====== Estratto pagina
Concluso il suo mandato di segretario generale Cisl - dopo aver difeso con successo al referendum abrogativo il taglio della scala mobile – Carniti fu eletto al Parlamento Europeo prima nelle liste Psi (1989) poi in quelle del Pds (1994). Fu anche – per un solo anno – senatore: era entrato a Palazzo Madama nel 1993, come primo dei non eletti del Psi in Lombardia, al posto di un senatore defunto.
Il testo che qui posto per ricordarne la figura, poco noto al grande pubblico, risale al 2004, quando – da pensionato – animava una rivista on line sui temi del lavoroe della solidarietà sociale. Alcuni redattori di “micropolis” andammo a trovare Carniti nella casa di campagna che possedeva in Umbria, per porgli in gruppo alcune domande politiche. L'intervista è datata (non era ancora esplosa la crisi economica mondiale, al governo in Italia c'era Berlusconi ed era stata appena approvata una bozza di Costituzione Europea, che poi non ebbe seguito per il veto francese) e tuttavia mi pare emblematica di uno stile, di un modo di pensare e di dirigere, di una concezione del sindacato. Il suo estensore materiale fu, se non ricordo male, Osvaldo Fressoia. (S.L.L.)
============
▸ Richiesta data A:
Riscrivi le righe dell'elenco comprese tra quella che contiene "Objective: for every instance of the white bridge" e la fine dell'elenco, estremi inclusi, sostituendo "Target" con "Label" e lasciando invariato tutto il resto.
====== Voci
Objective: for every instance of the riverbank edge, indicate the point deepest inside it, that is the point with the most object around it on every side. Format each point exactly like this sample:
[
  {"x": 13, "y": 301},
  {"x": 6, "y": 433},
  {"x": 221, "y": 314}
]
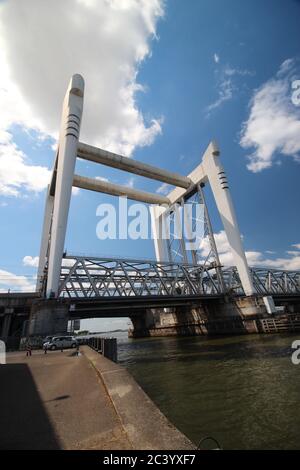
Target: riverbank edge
[{"x": 146, "y": 427}]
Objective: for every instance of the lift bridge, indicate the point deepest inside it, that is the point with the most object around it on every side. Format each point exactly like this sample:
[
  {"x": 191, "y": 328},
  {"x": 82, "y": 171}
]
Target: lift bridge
[{"x": 183, "y": 274}]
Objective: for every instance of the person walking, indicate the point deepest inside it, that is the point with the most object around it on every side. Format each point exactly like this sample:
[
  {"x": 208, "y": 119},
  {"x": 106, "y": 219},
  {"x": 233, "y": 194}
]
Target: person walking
[{"x": 28, "y": 349}]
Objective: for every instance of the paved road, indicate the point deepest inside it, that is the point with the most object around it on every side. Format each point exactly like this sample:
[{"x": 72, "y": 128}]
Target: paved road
[{"x": 56, "y": 401}]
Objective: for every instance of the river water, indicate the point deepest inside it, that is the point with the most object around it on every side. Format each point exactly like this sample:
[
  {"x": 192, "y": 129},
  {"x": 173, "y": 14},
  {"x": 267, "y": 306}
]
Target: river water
[{"x": 244, "y": 391}]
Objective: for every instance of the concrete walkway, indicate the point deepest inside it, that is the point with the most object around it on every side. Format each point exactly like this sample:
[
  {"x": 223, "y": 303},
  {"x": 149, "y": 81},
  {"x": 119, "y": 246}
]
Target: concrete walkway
[
  {"x": 56, "y": 401},
  {"x": 62, "y": 401}
]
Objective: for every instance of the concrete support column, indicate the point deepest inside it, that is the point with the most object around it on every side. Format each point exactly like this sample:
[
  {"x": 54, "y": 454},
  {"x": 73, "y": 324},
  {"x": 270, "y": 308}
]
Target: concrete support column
[
  {"x": 219, "y": 185},
  {"x": 67, "y": 153},
  {"x": 6, "y": 326},
  {"x": 159, "y": 232},
  {"x": 45, "y": 239},
  {"x": 48, "y": 317}
]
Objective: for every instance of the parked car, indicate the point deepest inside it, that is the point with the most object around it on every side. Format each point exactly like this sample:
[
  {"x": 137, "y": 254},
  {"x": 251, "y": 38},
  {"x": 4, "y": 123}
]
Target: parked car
[
  {"x": 47, "y": 339},
  {"x": 60, "y": 342}
]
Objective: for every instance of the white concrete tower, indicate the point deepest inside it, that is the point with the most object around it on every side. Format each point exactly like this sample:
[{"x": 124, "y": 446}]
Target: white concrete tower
[
  {"x": 219, "y": 185},
  {"x": 67, "y": 153}
]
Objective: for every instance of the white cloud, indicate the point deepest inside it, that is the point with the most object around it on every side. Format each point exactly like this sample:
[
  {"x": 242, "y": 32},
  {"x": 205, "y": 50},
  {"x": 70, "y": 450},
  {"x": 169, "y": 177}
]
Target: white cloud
[
  {"x": 101, "y": 178},
  {"x": 13, "y": 282},
  {"x": 225, "y": 93},
  {"x": 226, "y": 85},
  {"x": 273, "y": 125},
  {"x": 32, "y": 261},
  {"x": 255, "y": 258},
  {"x": 44, "y": 43},
  {"x": 216, "y": 58},
  {"x": 164, "y": 188},
  {"x": 130, "y": 182},
  {"x": 16, "y": 172}
]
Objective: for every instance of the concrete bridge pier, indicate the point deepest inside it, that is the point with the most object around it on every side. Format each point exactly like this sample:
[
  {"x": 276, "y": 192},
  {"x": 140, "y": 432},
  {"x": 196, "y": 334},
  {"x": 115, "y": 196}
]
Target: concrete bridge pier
[
  {"x": 48, "y": 317},
  {"x": 210, "y": 316}
]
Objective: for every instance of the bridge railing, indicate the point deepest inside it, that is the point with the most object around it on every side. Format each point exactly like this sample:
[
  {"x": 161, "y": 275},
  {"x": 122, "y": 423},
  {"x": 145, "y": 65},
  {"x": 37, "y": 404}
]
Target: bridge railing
[
  {"x": 106, "y": 277},
  {"x": 89, "y": 277}
]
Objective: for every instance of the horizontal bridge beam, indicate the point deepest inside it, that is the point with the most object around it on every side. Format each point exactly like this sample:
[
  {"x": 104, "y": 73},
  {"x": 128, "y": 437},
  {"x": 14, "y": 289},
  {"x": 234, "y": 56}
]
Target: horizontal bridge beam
[
  {"x": 118, "y": 190},
  {"x": 94, "y": 154}
]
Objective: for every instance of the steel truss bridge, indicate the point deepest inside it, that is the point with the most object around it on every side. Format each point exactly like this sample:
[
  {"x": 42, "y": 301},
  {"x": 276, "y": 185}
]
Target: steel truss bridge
[{"x": 95, "y": 278}]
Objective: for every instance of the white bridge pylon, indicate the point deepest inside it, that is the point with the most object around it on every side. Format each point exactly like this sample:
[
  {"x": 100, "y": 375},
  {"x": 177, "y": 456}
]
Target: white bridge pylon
[{"x": 63, "y": 179}]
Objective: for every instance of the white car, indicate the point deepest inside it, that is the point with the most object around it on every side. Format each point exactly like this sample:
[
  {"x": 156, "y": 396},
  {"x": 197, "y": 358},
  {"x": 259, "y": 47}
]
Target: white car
[{"x": 60, "y": 342}]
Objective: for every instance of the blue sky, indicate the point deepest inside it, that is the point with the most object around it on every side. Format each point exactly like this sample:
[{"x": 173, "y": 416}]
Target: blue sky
[{"x": 184, "y": 72}]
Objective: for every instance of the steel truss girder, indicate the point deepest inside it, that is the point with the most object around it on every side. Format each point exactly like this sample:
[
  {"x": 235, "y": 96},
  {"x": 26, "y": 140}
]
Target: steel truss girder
[{"x": 89, "y": 277}]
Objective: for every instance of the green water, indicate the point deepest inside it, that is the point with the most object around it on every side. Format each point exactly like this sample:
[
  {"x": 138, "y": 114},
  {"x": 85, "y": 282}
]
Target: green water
[{"x": 244, "y": 391}]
============
▸ Richiesta data B:
Secondo l'estratto su Carniti, in quale anno entrò a Palazzo Madama?

▸ Risposta scritta A:
Objective: for every instance of the white bridge pylon, indicate the point deepest inside it, that is the point with the most object around it on every side. Format each point exactly like this sample:
[
  {"x": 100, "y": 375},
  {"x": 177, "y": 456}
]
Label: white bridge pylon
[{"x": 63, "y": 179}]
Objective: for every instance of the white car, indicate the point deepest inside it, that is the point with the most object around it on every side. Format each point exactly like this sample:
[
  {"x": 156, "y": 396},
  {"x": 197, "y": 358},
  {"x": 259, "y": 47}
]
Label: white car
[{"x": 60, "y": 342}]
Objective: for every instance of the blue sky, indicate the point deepest inside it, that is the point with the most object around it on every side. Format each point exactly like this sample:
[{"x": 173, "y": 416}]
Label: blue sky
[{"x": 184, "y": 72}]
Objective: for every instance of the steel truss girder, indicate the point deepest inside it, that is the point with the most object around it on every side. Format each point exactly like this sample:
[
  {"x": 235, "y": 96},
  {"x": 26, "y": 140}
]
Label: steel truss girder
[{"x": 89, "y": 277}]
Objective: for every instance of the green water, indicate the point deepest inside it, that is the point with the most object around it on every side. Format each point exactly like this sample:
[
  {"x": 138, "y": 114},
  {"x": 85, "y": 282}
]
Label: green water
[{"x": 244, "y": 391}]

▸ Risposta scritta B:
Nel 1993.